▶ **Your goal**: Update the records below by replacing every "boy's" with "child's" and keeping everything else unchanged. Leave the pictures out of your answer.

==========

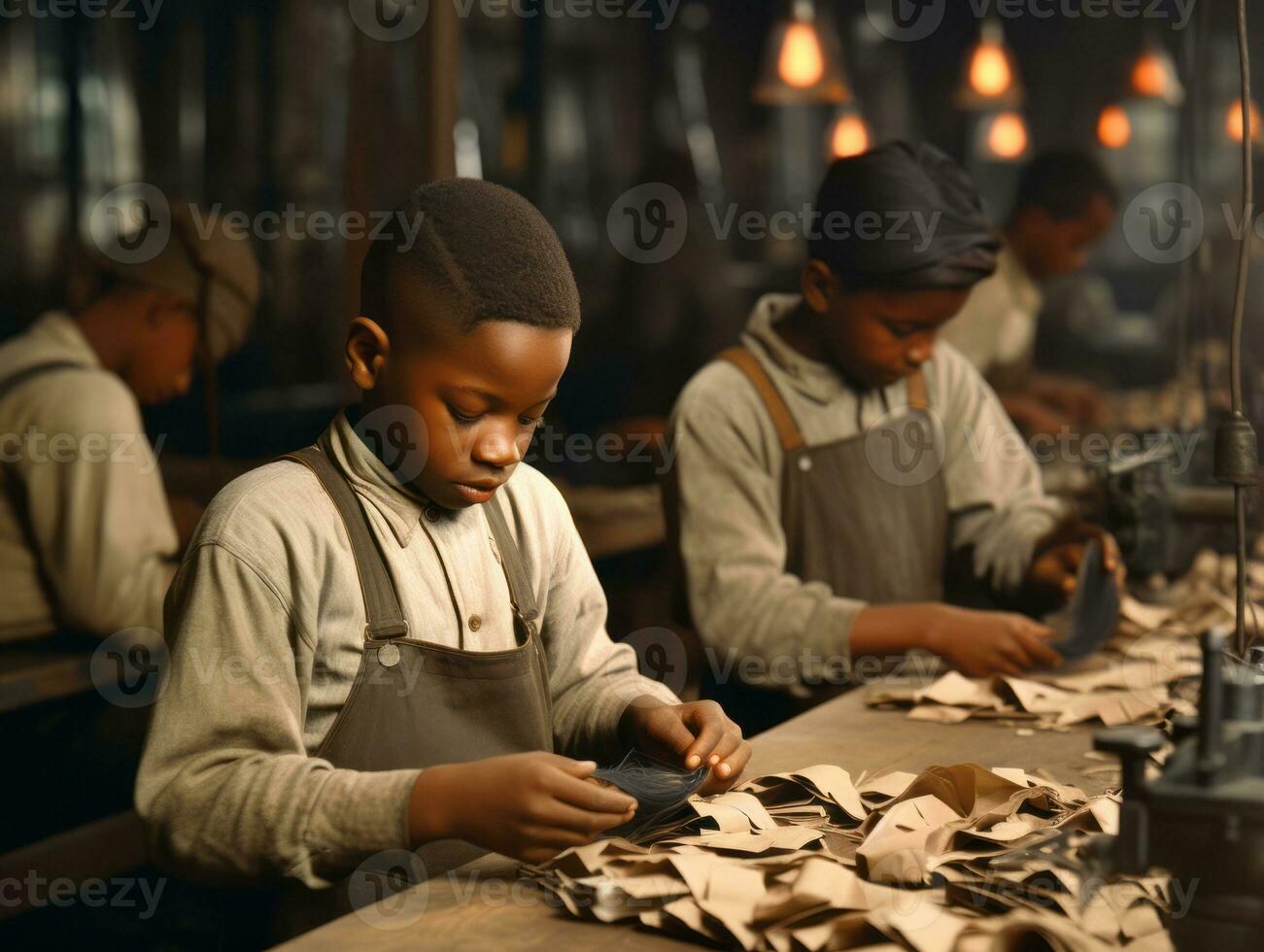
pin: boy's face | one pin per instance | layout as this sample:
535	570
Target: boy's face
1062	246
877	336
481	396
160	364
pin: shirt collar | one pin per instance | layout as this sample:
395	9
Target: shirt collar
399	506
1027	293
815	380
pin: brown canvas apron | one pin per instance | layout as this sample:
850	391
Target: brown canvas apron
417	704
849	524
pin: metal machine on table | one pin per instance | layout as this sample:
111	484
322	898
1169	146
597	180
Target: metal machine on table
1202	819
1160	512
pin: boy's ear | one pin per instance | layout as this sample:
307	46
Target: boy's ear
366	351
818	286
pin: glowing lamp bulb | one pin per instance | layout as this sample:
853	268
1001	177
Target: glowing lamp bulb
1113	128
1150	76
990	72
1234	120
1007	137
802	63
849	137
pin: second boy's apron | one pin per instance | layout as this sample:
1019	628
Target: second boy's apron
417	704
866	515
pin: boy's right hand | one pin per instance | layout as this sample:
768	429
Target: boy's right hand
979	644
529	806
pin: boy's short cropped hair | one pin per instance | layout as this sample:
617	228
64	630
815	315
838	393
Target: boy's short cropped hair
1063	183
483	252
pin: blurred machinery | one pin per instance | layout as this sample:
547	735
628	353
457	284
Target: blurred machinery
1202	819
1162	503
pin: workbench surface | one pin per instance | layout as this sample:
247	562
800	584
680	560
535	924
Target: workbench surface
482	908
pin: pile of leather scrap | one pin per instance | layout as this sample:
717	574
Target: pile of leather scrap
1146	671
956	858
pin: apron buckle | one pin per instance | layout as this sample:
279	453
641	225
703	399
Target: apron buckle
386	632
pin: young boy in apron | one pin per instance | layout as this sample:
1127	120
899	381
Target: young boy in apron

==========

▶ **Expected output**:
pin: child's face | one pin per instance | layout as this sample:
535	570
Target: child's face
1062	246
877	336
481	396
160	364
pin: shirt collar | one pin per instance | layout as this sample:
395	9
Target: shirt collar
399	506
1027	293
815	380
pin: brown canvas apron | one pin per instance | layout as this sample:
850	391
Target: brown canvas apron
417	704
849	524
pin: metal machine on table | one pin per instance | layout as this sample:
111	484
322	898
1169	146
597	180
Target: metal machine on table
1202	819
1160	512
pin: child's ear | one pin per instance | layout as this sample:
307	46
Target: child's ear
366	351
818	286
pin: glowing lamp bulb | one pin per instance | layout as this sample:
853	268
1001	177
Target: glowing lamp bulb
1113	128
1150	76
990	72
1234	120
1007	137
802	63
849	137
pin: second child's apron | one pin per instance | layout as this sample:
1019	628
Target: second child's apron
417	704
866	515
pin: child's right hand | one pin per instance | layout as this sample:
768	429
Target: child's right hand
979	644
529	806
pin: child's short cropped hair | one pin per instance | layout as this sample:
617	228
64	630
815	315
838	393
Target: child's short cropped hair
1063	183
483	252
pin: blurred machinery | one pin per instance | layout as this sample:
547	735
628	353
457	284
Target: blurred machinery
1202	819
1162	503
pin: workbench surface | one pin per instance | layout as this sample:
247	562
800	584
680	560
535	924
Target: workbench surface
482	908
pin: pile of leather scrap | one pin per instance | layout as this sample:
717	574
Target: pile of leather scrap
1146	671
956	858
pin: apron buckle | one pin per instance | layout as this sample:
279	453
641	225
703	399
Target: apron buckle
386	632
pin: young boy in apron | one pin per instance | layout as this sample:
1127	120
899	381
Target: young boy in apron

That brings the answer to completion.